→ **REQUIREMENT**
Reproduce all of the following records verbatim, omitting the pictures from your output.

(Rows of box annotation records)
-- Start --
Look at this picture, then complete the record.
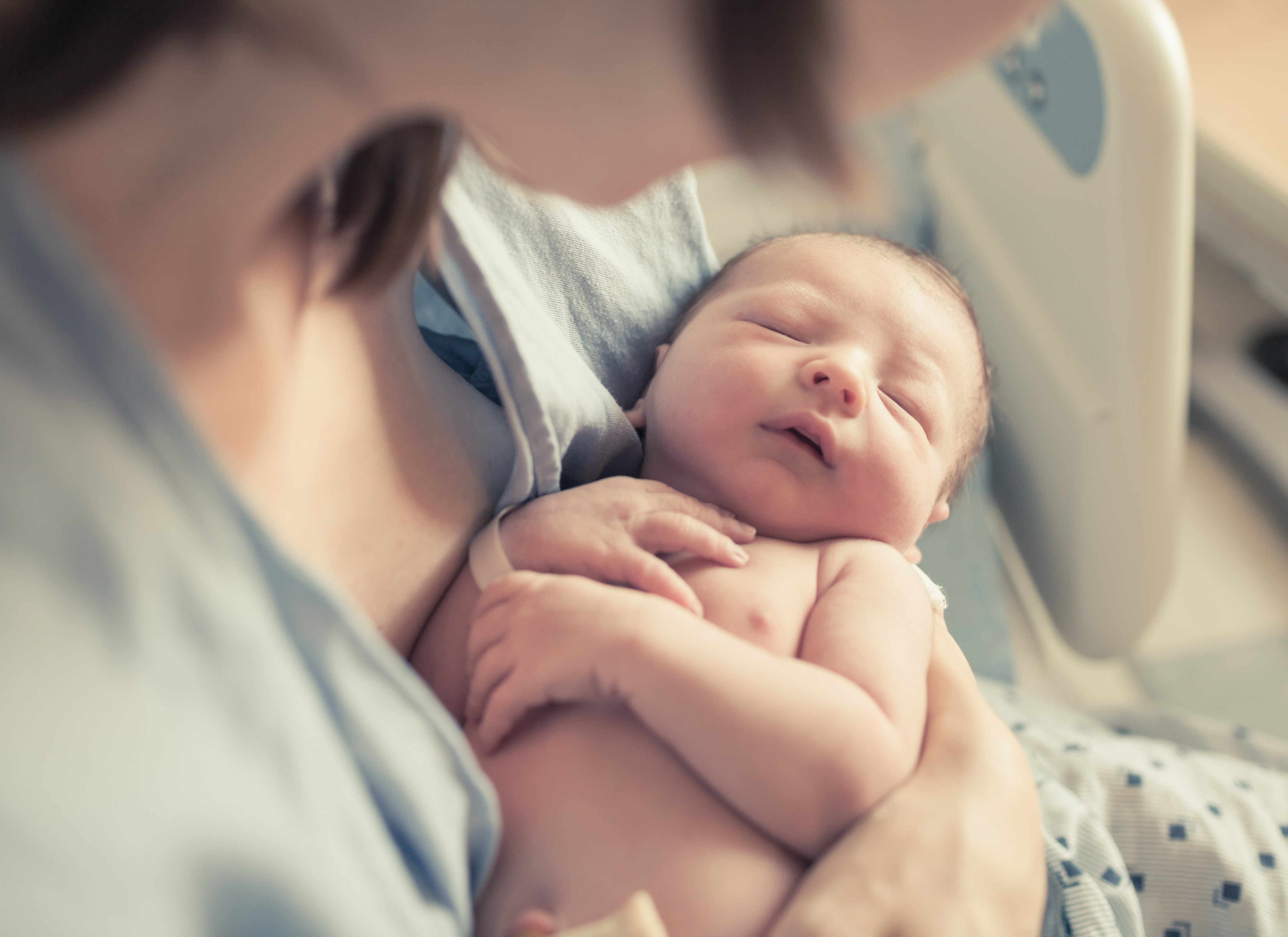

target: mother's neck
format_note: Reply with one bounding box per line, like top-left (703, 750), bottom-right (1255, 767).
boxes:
top-left (18, 37), bottom-right (361, 358)
top-left (18, 32), bottom-right (407, 475)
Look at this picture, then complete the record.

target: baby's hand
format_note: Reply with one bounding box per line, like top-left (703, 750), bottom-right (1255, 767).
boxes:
top-left (465, 573), bottom-right (684, 752)
top-left (501, 478), bottom-right (756, 615)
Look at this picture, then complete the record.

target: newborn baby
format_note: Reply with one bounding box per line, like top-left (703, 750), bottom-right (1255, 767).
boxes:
top-left (413, 234), bottom-right (988, 937)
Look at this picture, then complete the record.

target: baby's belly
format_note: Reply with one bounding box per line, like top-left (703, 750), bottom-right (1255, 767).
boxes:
top-left (475, 705), bottom-right (804, 937)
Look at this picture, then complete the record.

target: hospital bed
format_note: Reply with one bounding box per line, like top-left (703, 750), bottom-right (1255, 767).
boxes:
top-left (699, 0), bottom-right (1194, 664)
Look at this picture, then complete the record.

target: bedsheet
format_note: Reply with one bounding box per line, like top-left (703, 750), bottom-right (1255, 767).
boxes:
top-left (980, 679), bottom-right (1288, 937)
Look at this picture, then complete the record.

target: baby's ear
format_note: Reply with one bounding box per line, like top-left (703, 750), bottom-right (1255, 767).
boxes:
top-left (626, 345), bottom-right (671, 430)
top-left (626, 401), bottom-right (648, 430)
top-left (926, 498), bottom-right (948, 526)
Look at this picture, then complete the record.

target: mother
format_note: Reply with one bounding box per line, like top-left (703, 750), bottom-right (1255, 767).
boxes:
top-left (0, 0), bottom-right (1042, 935)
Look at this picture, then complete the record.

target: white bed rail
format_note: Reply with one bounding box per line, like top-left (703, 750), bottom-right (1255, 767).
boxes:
top-left (917, 0), bottom-right (1194, 656)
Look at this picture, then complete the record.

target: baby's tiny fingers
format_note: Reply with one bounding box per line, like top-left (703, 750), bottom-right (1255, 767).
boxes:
top-left (663, 492), bottom-right (756, 543)
top-left (632, 511), bottom-right (748, 566)
top-left (622, 550), bottom-right (702, 618)
top-left (465, 650), bottom-right (514, 723)
top-left (474, 685), bottom-right (531, 754)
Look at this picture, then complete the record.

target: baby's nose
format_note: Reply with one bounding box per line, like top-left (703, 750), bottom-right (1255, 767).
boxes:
top-left (804, 357), bottom-right (867, 414)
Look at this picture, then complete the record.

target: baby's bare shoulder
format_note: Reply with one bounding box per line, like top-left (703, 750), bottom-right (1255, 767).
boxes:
top-left (810, 539), bottom-right (916, 592)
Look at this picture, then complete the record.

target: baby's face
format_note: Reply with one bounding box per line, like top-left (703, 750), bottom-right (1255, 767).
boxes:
top-left (643, 238), bottom-right (982, 551)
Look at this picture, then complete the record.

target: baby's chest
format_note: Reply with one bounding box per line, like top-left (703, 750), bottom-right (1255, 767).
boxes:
top-left (672, 539), bottom-right (818, 656)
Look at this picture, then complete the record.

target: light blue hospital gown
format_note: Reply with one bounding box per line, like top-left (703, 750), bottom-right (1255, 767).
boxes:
top-left (0, 151), bottom-right (498, 937)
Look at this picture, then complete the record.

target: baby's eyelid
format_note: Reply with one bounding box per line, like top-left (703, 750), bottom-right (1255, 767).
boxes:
-- End --
→ **RESPONSE BELOW**
Look at this picture, then complete the record.

target: mother's neck
format_note: Reply with one bounding box per line, like top-left (703, 750), bottom-right (1255, 767).
boxes:
top-left (18, 37), bottom-right (361, 358)
top-left (18, 32), bottom-right (407, 475)
Look at this picture, then complete the record.

target: baby's hand
format_note: Reply with one bounding box per line, like top-left (703, 750), bottom-right (1255, 767).
boxes:
top-left (465, 573), bottom-right (684, 752)
top-left (501, 478), bottom-right (756, 615)
Look at this picture, then complete the record.

target: newborn baby
format_note: Reply with one bounding box per line, like top-left (703, 750), bottom-right (1255, 767).
boxes:
top-left (413, 234), bottom-right (988, 937)
Look at this picture, then complete the record.

target: baby's belly
format_note: Reply with one bounding box per line, like top-left (703, 750), bottom-right (1255, 767).
boxes:
top-left (475, 705), bottom-right (804, 937)
Look at this picture, then complete the record.

target: hospital bed
format_note: Reply with one bounding box per line, like top-left (703, 750), bottom-right (1255, 767).
boxes:
top-left (699, 0), bottom-right (1194, 664)
Look at this picture, then complete the record.

target: bedsheet
format_note: Reply with one bounding box per line, like top-left (703, 750), bottom-right (1255, 767).
boxes:
top-left (980, 679), bottom-right (1288, 937)
Look at this picture, then complete the record.

target: baby's ear
format_note: Reply with one bounding box per line, like top-left (703, 750), bottom-right (1255, 767).
boxes:
top-left (626, 345), bottom-right (671, 430)
top-left (626, 401), bottom-right (648, 430)
top-left (926, 498), bottom-right (948, 526)
Look at this picture, then complete the record.

target: mother
format_note: Reply with one bounding box per line, like top-left (703, 750), bottom-right (1255, 767).
boxes:
top-left (0, 0), bottom-right (1042, 935)
Look at this picture, then complete the record.

target: white bed rail
format_note: Reply with one bounding box per line, like top-left (703, 750), bottom-right (1255, 767).
boxes:
top-left (917, 0), bottom-right (1194, 656)
Look at this picture, then complete the record.

target: baby's tiny fingers
format_note: Reply with one bounding box per line, like top-left (703, 750), bottom-right (1255, 767).
boxes:
top-left (663, 492), bottom-right (756, 543)
top-left (632, 511), bottom-right (748, 566)
top-left (622, 550), bottom-right (702, 618)
top-left (465, 650), bottom-right (514, 723)
top-left (474, 685), bottom-right (531, 754)
Look at this picture, then complete the record.

target: baby's nose
format_note: Reply with one bounding box per line, like top-left (703, 750), bottom-right (1255, 767).
boxes:
top-left (804, 357), bottom-right (867, 414)
Look at this picture, then complete the record.

target: baby's bare shoulder
format_note: Reply with one bounding box per line, like top-left (703, 750), bottom-right (1255, 767).
boxes:
top-left (810, 539), bottom-right (916, 592)
Look at this picture, then complete the record.

target: baby's face
format_note: Reply with one bounding box per line, like top-left (703, 750), bottom-right (1255, 767).
boxes:
top-left (643, 238), bottom-right (982, 551)
Look at this picture, then complete the record.

target: baby's chest
format_note: Reply with one bounding box per line, like top-left (703, 750), bottom-right (1255, 767).
boxes:
top-left (672, 539), bottom-right (818, 656)
Look at this picture, then complete the record.

target: light blue hospital gown
format_note: Reply with one bounding box per line, like top-left (703, 750), bottom-right (1255, 767).
boxes:
top-left (0, 151), bottom-right (498, 937)
Look at this picture, then complete the record.

target: baby's eyelid
format_note: Reply with one bounding box per line, like top-left (703, 750), bottom-right (1255, 767).
boxes:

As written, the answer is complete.